Stored data
----------

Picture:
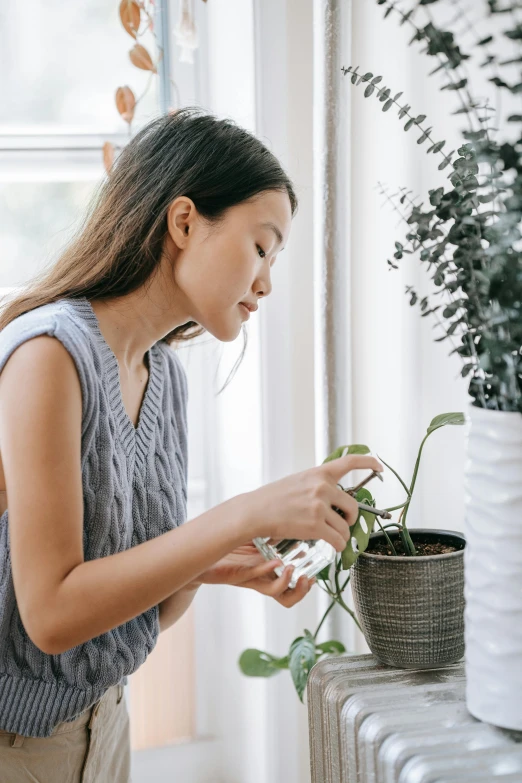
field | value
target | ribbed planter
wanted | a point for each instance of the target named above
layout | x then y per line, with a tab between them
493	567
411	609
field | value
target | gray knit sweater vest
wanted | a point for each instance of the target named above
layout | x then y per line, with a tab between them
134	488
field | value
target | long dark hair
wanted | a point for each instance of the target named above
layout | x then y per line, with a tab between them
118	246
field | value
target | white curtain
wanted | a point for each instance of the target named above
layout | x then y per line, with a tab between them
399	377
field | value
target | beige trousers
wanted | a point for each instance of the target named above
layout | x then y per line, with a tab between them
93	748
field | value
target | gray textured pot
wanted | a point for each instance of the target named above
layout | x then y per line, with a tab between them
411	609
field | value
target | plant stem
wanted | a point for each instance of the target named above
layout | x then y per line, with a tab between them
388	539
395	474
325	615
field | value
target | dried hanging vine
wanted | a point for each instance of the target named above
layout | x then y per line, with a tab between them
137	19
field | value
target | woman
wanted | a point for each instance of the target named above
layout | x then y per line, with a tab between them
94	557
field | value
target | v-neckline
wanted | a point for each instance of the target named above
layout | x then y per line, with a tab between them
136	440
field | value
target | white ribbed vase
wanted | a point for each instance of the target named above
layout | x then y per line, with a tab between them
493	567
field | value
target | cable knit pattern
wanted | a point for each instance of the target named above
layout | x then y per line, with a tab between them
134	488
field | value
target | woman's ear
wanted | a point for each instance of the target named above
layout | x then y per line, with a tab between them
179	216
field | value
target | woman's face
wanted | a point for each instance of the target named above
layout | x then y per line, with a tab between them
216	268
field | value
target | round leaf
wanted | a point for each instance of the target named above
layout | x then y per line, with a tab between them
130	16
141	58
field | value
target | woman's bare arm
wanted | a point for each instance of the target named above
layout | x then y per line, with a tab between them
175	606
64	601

----------

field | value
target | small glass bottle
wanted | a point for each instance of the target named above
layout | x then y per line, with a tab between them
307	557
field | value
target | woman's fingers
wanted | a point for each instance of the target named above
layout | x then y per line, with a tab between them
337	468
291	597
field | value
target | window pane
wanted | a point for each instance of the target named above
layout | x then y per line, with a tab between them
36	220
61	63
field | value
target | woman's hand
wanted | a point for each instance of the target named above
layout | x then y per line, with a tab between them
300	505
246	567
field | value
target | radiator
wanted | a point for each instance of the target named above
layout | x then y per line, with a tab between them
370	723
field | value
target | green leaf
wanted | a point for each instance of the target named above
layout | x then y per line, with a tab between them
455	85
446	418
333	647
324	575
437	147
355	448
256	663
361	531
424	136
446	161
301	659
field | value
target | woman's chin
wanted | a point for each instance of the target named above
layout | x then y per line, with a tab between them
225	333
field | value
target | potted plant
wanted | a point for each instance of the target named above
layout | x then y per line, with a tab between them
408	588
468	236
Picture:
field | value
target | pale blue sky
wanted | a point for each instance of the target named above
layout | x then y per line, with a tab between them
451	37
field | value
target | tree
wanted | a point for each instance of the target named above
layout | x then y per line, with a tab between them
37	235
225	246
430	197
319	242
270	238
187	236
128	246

----------

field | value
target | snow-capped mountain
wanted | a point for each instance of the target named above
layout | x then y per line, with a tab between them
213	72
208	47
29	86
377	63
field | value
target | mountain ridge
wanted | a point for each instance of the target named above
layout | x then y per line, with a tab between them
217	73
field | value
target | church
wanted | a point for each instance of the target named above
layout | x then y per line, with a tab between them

----------

Count the lines above that contain the string "ribbed", and give only the number.

2